> [Anweisung]: Wandle die folgenden Zeilen bitte in eine JSON-Liste aus Strings um, mit genau einem String pro Zeile und ohne Leerzeilen.

▬▬▬▬▬▬▬▬▬▬

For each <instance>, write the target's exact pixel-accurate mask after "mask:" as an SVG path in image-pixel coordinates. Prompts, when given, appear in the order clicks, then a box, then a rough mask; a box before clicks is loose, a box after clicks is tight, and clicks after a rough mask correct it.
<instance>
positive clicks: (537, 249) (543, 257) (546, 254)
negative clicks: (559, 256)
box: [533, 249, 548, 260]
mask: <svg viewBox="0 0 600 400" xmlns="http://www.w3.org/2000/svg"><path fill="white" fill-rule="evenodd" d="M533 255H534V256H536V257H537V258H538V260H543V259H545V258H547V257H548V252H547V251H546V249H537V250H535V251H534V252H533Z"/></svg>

▬▬▬▬▬▬▬▬▬▬

> [Lösung]:
[
  "For each <instance>, write the target's exact pixel-accurate mask after \"mask:\" as an SVG path in image-pixel coordinates. Prompts, when given, appear in the order clicks, then a box, then a rough mask; a box before clicks is loose, a box after clicks is tight, and clicks after a rough mask correct it.",
  "<instance>",
  "positive clicks: (537, 249) (543, 257) (546, 254)",
  "negative clicks: (559, 256)",
  "box: [533, 249, 548, 260]",
  "mask: <svg viewBox=\"0 0 600 400\" xmlns=\"http://www.w3.org/2000/svg\"><path fill=\"white\" fill-rule=\"evenodd\" d=\"M533 255H534V256H536V257H537V258H538V260H543V259H545V258H547V257H548V252H547V251H546V249H537V250H535V251H534V252H533Z\"/></svg>"
]